**Descripción del ejercicio:**
Reproduce letra por letra todos los registros que aparecen a continuación, sin omitir ni alterar ninguna línea.

**Datos proporcionados:**
_____
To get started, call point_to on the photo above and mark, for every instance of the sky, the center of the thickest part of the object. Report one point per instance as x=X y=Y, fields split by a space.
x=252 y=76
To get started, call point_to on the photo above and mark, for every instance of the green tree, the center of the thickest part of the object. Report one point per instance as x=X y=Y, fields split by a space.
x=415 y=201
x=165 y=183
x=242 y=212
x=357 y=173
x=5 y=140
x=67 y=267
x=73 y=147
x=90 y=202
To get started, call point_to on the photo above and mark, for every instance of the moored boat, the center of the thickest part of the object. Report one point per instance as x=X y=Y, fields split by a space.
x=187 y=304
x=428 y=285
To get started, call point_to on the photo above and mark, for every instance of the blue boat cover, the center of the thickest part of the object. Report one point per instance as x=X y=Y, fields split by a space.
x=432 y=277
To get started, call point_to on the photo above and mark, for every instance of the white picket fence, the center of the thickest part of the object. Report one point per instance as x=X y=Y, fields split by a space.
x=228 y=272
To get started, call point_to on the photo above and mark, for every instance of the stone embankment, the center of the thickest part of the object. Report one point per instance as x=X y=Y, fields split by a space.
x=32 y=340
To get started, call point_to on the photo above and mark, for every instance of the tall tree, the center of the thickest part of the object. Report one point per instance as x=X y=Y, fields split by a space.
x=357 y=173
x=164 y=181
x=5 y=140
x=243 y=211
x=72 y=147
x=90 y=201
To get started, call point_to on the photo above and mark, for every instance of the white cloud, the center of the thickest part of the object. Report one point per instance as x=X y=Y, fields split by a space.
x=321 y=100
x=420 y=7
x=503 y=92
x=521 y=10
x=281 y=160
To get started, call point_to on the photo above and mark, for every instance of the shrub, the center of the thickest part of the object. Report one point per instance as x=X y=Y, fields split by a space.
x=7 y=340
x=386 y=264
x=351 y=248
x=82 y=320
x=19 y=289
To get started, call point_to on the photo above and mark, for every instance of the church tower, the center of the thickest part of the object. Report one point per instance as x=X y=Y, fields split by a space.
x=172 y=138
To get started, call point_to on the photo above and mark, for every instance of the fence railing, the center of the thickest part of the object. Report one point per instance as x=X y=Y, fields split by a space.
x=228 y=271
_____
**Respuesta:**
To get started, call point_to on the photo above and mark, for every instance of the sky, the center of the thickest part of the object. Report one point per instance as x=X y=Y, fields split by a space.
x=252 y=76
To get started, call point_to on the photo above and mark, for every instance of the green tree, the center of the thickest part of the object. Report one point per instance as x=X y=Y, fields split by a space.
x=415 y=201
x=165 y=183
x=242 y=212
x=357 y=173
x=5 y=140
x=67 y=267
x=73 y=147
x=90 y=202
To get started, call point_to on the photo above and mark, for every instance of the moored boat, the center of the thickest part of the object. Report one point per instance as x=X y=Y, fields split by a space.
x=187 y=304
x=428 y=285
To get started, call point_to on the photo above and mark, for every instance of the blue boat cover, the center of the thickest part of the object. Report one point per instance as x=X y=Y, fields split by a space.
x=432 y=277
To get started, call point_to on the photo above and mark, for every instance of the white picket fence, the center of the thickest part of the object. Report one point per instance as x=X y=Y, fields split by a space.
x=228 y=272
To get started, call point_to on the photo above and mark, for every instance of the stone embankment, the center of the thickest part of the object. Report one point per instance as x=X y=Y, fields split by a space.
x=32 y=340
To get started, call point_to on the photo above and mark, for every instance of the tall tree, the center of the thickest part of the object. Report one point per instance as x=X y=Y, fields split by a space.
x=357 y=173
x=164 y=181
x=5 y=140
x=243 y=211
x=72 y=147
x=90 y=201
To get started, call point_to on the photo above and mark, for every instance of the white cloud, the center of the thickest part of the object. Report one point per instance as x=X y=Y, fields split by a space.
x=321 y=100
x=420 y=7
x=503 y=92
x=521 y=10
x=281 y=160
To get started, call point_to on the photo above and mark, for every instance of the shrub, the center of the thickest part of the object. Report one point per instance as x=X y=Y, fields split by a space.
x=7 y=340
x=386 y=264
x=351 y=248
x=82 y=320
x=19 y=289
To get started, call point_to on the photo above and mark, for every instance of the church tower, the center of the thickest part of the object. Report one point per instance as x=X y=Y, fields split by a space.
x=172 y=138
To get started, call point_to on the photo above and mark, for every instance of the fence railing, the center of the thickest part of the object. Report one point per instance as x=X y=Y, fields split by a space.
x=228 y=271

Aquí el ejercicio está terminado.